» EXERCISE AIM
Your answer must repeat all of the entries word for word, without any images.

» INFORMATION GIVEN
■ ■ ■
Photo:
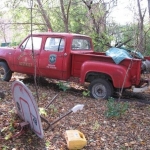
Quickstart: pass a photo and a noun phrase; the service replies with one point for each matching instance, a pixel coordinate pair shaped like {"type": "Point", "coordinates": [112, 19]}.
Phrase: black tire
{"type": "Point", "coordinates": [5, 72]}
{"type": "Point", "coordinates": [101, 89]}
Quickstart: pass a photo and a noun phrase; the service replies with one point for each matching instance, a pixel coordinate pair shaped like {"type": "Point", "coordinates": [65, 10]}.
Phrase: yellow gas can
{"type": "Point", "coordinates": [75, 139]}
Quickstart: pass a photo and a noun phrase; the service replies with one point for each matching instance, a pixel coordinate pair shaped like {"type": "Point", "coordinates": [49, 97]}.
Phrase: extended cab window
{"type": "Point", "coordinates": [27, 44]}
{"type": "Point", "coordinates": [54, 44]}
{"type": "Point", "coordinates": [80, 44]}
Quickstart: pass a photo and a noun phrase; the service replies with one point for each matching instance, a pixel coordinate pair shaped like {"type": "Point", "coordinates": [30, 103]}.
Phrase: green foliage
{"type": "Point", "coordinates": [42, 111]}
{"type": "Point", "coordinates": [63, 86]}
{"type": "Point", "coordinates": [115, 109]}
{"type": "Point", "coordinates": [96, 125]}
{"type": "Point", "coordinates": [54, 110]}
{"type": "Point", "coordinates": [101, 41]}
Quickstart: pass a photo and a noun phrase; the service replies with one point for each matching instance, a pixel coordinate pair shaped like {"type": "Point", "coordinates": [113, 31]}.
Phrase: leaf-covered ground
{"type": "Point", "coordinates": [130, 132]}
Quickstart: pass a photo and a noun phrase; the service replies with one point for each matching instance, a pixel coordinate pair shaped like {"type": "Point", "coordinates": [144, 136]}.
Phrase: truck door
{"type": "Point", "coordinates": [25, 58]}
{"type": "Point", "coordinates": [51, 57]}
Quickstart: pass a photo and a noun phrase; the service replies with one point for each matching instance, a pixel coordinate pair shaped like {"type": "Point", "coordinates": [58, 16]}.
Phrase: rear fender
{"type": "Point", "coordinates": [116, 72]}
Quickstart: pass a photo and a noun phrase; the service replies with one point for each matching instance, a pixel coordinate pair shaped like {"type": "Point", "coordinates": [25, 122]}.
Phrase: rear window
{"type": "Point", "coordinates": [80, 44]}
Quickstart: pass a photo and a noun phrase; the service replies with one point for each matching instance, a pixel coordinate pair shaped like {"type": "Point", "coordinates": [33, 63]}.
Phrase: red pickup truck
{"type": "Point", "coordinates": [65, 55]}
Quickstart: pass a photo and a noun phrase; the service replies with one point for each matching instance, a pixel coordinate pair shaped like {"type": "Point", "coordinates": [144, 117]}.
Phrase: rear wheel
{"type": "Point", "coordinates": [100, 89]}
{"type": "Point", "coordinates": [5, 72]}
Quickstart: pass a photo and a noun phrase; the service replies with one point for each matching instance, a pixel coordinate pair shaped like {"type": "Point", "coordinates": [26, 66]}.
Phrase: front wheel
{"type": "Point", "coordinates": [100, 89]}
{"type": "Point", "coordinates": [5, 72]}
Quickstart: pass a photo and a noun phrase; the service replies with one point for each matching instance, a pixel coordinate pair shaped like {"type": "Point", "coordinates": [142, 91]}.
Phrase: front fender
{"type": "Point", "coordinates": [116, 72]}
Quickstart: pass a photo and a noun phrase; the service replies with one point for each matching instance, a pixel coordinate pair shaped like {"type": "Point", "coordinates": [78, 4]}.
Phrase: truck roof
{"type": "Point", "coordinates": [60, 33]}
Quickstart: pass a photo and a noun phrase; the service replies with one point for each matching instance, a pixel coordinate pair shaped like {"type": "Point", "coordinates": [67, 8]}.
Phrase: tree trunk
{"type": "Point", "coordinates": [65, 15]}
{"type": "Point", "coordinates": [149, 8]}
{"type": "Point", "coordinates": [43, 12]}
{"type": "Point", "coordinates": [141, 28]}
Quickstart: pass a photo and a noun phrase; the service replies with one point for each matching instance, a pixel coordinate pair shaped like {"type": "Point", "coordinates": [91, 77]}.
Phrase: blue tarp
{"type": "Point", "coordinates": [118, 54]}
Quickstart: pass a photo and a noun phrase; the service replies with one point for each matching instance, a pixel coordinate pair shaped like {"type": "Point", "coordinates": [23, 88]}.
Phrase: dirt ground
{"type": "Point", "coordinates": [129, 132]}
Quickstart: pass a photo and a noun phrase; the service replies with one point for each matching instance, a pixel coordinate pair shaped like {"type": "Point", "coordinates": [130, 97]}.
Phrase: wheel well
{"type": "Point", "coordinates": [2, 60]}
{"type": "Point", "coordinates": [96, 75]}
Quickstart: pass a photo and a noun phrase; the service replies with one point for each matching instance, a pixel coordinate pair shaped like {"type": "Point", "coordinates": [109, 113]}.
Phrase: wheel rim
{"type": "Point", "coordinates": [2, 72]}
{"type": "Point", "coordinates": [99, 91]}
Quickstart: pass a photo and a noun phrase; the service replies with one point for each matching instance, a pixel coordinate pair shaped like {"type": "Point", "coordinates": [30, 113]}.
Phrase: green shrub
{"type": "Point", "coordinates": [115, 109]}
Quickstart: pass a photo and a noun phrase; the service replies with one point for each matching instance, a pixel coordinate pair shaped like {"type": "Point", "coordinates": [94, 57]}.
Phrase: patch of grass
{"type": "Point", "coordinates": [115, 109]}
{"type": "Point", "coordinates": [96, 125]}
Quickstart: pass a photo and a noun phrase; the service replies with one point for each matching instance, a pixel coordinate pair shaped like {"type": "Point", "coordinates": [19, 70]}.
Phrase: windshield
{"type": "Point", "coordinates": [81, 44]}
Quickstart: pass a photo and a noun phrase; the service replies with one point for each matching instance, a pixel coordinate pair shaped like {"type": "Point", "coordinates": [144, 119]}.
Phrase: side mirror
{"type": "Point", "coordinates": [22, 48]}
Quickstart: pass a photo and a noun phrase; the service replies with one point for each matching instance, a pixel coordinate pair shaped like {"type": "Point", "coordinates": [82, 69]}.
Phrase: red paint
{"type": "Point", "coordinates": [70, 62]}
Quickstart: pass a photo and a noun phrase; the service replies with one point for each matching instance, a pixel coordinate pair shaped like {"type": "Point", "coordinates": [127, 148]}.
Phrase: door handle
{"type": "Point", "coordinates": [65, 54]}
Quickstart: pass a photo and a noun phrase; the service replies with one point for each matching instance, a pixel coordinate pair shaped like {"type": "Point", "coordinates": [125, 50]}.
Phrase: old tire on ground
{"type": "Point", "coordinates": [5, 72]}
{"type": "Point", "coordinates": [100, 89]}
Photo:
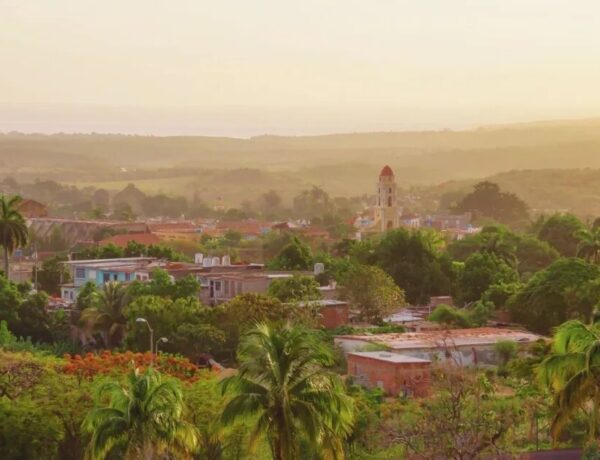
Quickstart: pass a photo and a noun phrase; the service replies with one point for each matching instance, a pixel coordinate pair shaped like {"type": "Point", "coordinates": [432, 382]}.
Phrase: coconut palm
{"type": "Point", "coordinates": [106, 315]}
{"type": "Point", "coordinates": [13, 229]}
{"type": "Point", "coordinates": [572, 373]}
{"type": "Point", "coordinates": [589, 244]}
{"type": "Point", "coordinates": [142, 420]}
{"type": "Point", "coordinates": [283, 385]}
{"type": "Point", "coordinates": [498, 245]}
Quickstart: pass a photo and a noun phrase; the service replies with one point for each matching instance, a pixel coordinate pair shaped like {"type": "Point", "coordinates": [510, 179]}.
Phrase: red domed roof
{"type": "Point", "coordinates": [386, 172]}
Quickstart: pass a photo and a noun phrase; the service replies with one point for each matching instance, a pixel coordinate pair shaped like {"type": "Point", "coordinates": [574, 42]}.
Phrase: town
■ ■ ■
» EXERCISE RESULT
Photo:
Quickstart: pass a photo and a noun phrase; the service replies with one point for each matching instance, a pixel coordinate pair shaped like {"type": "Point", "coordinates": [112, 19]}.
Phrase: black tire
{"type": "Point", "coordinates": [5, 72]}
{"type": "Point", "coordinates": [101, 89]}
Quickstart: pass a photo and a noun phrase; the service replies with one point for each matching instance, a pixel coordinate pair shaped like {"type": "Point", "coordinates": [65, 10]}.
Phrase: yellow gas can
{"type": "Point", "coordinates": [75, 139]}
Quickstart: pass a photo and a noun phrase; the service replies with one point for each matching instance, a pixel coordinate pair shaped like {"type": "Point", "coordinates": [49, 97]}.
Phrase: extended cab window
{"type": "Point", "coordinates": [27, 44]}
{"type": "Point", "coordinates": [54, 44]}
{"type": "Point", "coordinates": [80, 44]}
Quickstart: pass a photo and a noun phrase; the service replies with one point for each matching instance, a pixel coordinate pair shaped like {"type": "Point", "coordinates": [30, 103]}.
Phrase: green foliage
{"type": "Point", "coordinates": [42, 111]}
{"type": "Point", "coordinates": [63, 86]}
{"type": "Point", "coordinates": [115, 109]}
{"type": "Point", "coordinates": [96, 125]}
{"type": "Point", "coordinates": [54, 110]}
{"type": "Point", "coordinates": [101, 41]}
Quickstart: pass a photo and a noun phrase; the service replies with one point for each matching instance, a pixel coordinate pair shaped like {"type": "Point", "coordinates": [113, 31]}.
Phrase: leaf-covered ground
{"type": "Point", "coordinates": [130, 132]}
Quickstart: pass a photo and a noun phrase; the service replies with one point for each matching instance, a pixel coordinate pair shaped like {"type": "Point", "coordinates": [144, 136]}.
Phrase: truck door
{"type": "Point", "coordinates": [25, 58]}
{"type": "Point", "coordinates": [51, 57]}
Quickstart: pass a photo and a noun phrase; the service replies with one point for each matching instance, a pixel coordinate pair shaped like {"type": "Point", "coordinates": [58, 16]}.
Phrase: rear fender
{"type": "Point", "coordinates": [116, 72]}
Quickstart: pass a photo and a noun phrase; the service replies with one point for each matching instance, a pixel coordinate pair shaped like {"type": "Point", "coordinates": [25, 122]}.
Phrase: rear window
{"type": "Point", "coordinates": [80, 44]}
Quickstart: pass a photo and a noun phrase; the service replies with one point for each matching instance, a pixel coordinate pair shaped like {"type": "Point", "coordinates": [33, 63]}.
Phrase: red pickup truck
{"type": "Point", "coordinates": [65, 55]}
Quickstart: pass a photo and a noun phrase; the service replies with one point for each matching instance, a pixel coordinate pair shaped like {"type": "Point", "coordinates": [144, 117]}.
Phrase: rear wheel
{"type": "Point", "coordinates": [100, 89]}
{"type": "Point", "coordinates": [5, 72]}
Quickstart: pass a photo and a noun phrase; the service replies with one point for each matching instance, a pixel coordinate pair shaped like {"type": "Point", "coordinates": [26, 66]}.
Phrase: front wheel
{"type": "Point", "coordinates": [100, 89]}
{"type": "Point", "coordinates": [5, 72]}
Quickstart: pass a photo and a noun phrase; the service replies with one point for each matching instance, a pixel coordinate pair shaped like {"type": "Point", "coordinates": [142, 91]}.
Phrase: front fender
{"type": "Point", "coordinates": [116, 72]}
Quickstart: pass a photo and a noun phrase; the service replies with one point for each matching instance, a pixel coordinate pair shaped like {"type": "Point", "coordinates": [78, 4]}.
Phrase: truck roof
{"type": "Point", "coordinates": [60, 33]}
Quickstart: pass a photo and a noun phrase; the service replies with one point for each matching instance, a pixel coordinate pair shaped like {"type": "Point", "coordinates": [67, 8]}.
Phrase: tree trunk
{"type": "Point", "coordinates": [65, 15]}
{"type": "Point", "coordinates": [149, 8]}
{"type": "Point", "coordinates": [43, 12]}
{"type": "Point", "coordinates": [141, 28]}
Quickstart: pass a photo and a noun phrase; the service replies with one point for each matching instance, a pixel coordinate pair shaped like {"type": "Point", "coordinates": [91, 77]}.
Phrase: blue tarp
{"type": "Point", "coordinates": [118, 54]}
Quickstart: pass a photo and a noun phrase; the service replies with one point for each matching instance, a pixel coordinate pair shaped like {"type": "Point", "coordinates": [23, 88]}.
Phrase: dirt ground
{"type": "Point", "coordinates": [129, 132]}
Quickstart: pass a photo and a noun phrase; the service replies with one point for each matching instance, a pixel coordinate pair shaped like {"type": "Point", "coordinates": [130, 97]}.
Phrase: wheel well
{"type": "Point", "coordinates": [2, 60]}
{"type": "Point", "coordinates": [96, 75]}
Quickstart: pass a photo and a noun phrase; the service replies with one point for each matching instance, a pixel coordinate pair shaped like {"type": "Point", "coordinates": [109, 113]}.
Phrase: wheel rim
{"type": "Point", "coordinates": [2, 72]}
{"type": "Point", "coordinates": [99, 91]}
Quickstart: pass a photo and a noun phrase; the service replies with one point for each matching instance, a pixel coordinate pair shaped like {"type": "Point", "coordinates": [30, 113]}.
Phrase: green shrub
{"type": "Point", "coordinates": [115, 109]}
Quickstart: pass a photo and a noun phrase; the service replies with one point for each matching instance, a pixel coordinate pair shaped like {"type": "Point", "coordinates": [94, 57]}.
Phrase: patch of grass
{"type": "Point", "coordinates": [115, 109]}
{"type": "Point", "coordinates": [96, 125]}
Quickstart: pass a photo and a noun phrase; the service replies with one point for each matching instance, a pixel coordinate pair shaped like {"type": "Point", "coordinates": [19, 70]}.
Phrase: windshield
{"type": "Point", "coordinates": [81, 44]}
Quickstart: pass a photo and a noun phrase; the service replies with one point for each matching instance, a pixel coordinate pair shaped like {"type": "Point", "coordinates": [144, 119]}.
Phrase: side mirror
{"type": "Point", "coordinates": [22, 48]}
Quickstart: pass a photo and a noun phrase; the service replies with one point for each matching instance, a pixel coordinate pair shaped like {"type": "Point", "coordinates": [82, 69]}.
Phrase: red paint
{"type": "Point", "coordinates": [70, 62]}
Quickstart: pass a photo and a noun phrase; the service replies with one point for each matching instance, a pixel coordinate pair shaped like {"type": "Point", "coordinates": [127, 148]}.
Phrase: door handle
{"type": "Point", "coordinates": [65, 54]}
Quickstart: pass a photo and a noun phrase; the service replies with one point for each matching instance, a pixel coordinate pair shaped like {"type": "Point", "coordinates": [125, 50]}.
Phrase: old tire on ground
{"type": "Point", "coordinates": [5, 72]}
{"type": "Point", "coordinates": [100, 89]}
Photo:
Quickstart: pass a photo and a noun phrase; the service replies with one point for each matching instance, a pixel coordinate pair shaped like {"type": "Point", "coordinates": [432, 382]}.
Phrase: coconut palm
{"type": "Point", "coordinates": [106, 315]}
{"type": "Point", "coordinates": [13, 229]}
{"type": "Point", "coordinates": [572, 373]}
{"type": "Point", "coordinates": [589, 244]}
{"type": "Point", "coordinates": [142, 420]}
{"type": "Point", "coordinates": [283, 385]}
{"type": "Point", "coordinates": [498, 245]}
Quickstart: pass a photo and a noun phrase; the service replies with one point for each matching instance, a pixel coordinate pair shaped like {"type": "Point", "coordinates": [510, 179]}.
Phrase: red domed roof
{"type": "Point", "coordinates": [386, 172]}
Quickstart: pass a photo and a noun phrase; the service replies with one point for each matching instance, a pixel coordinate pair shaped like {"type": "Point", "coordinates": [574, 42]}.
Phrase: town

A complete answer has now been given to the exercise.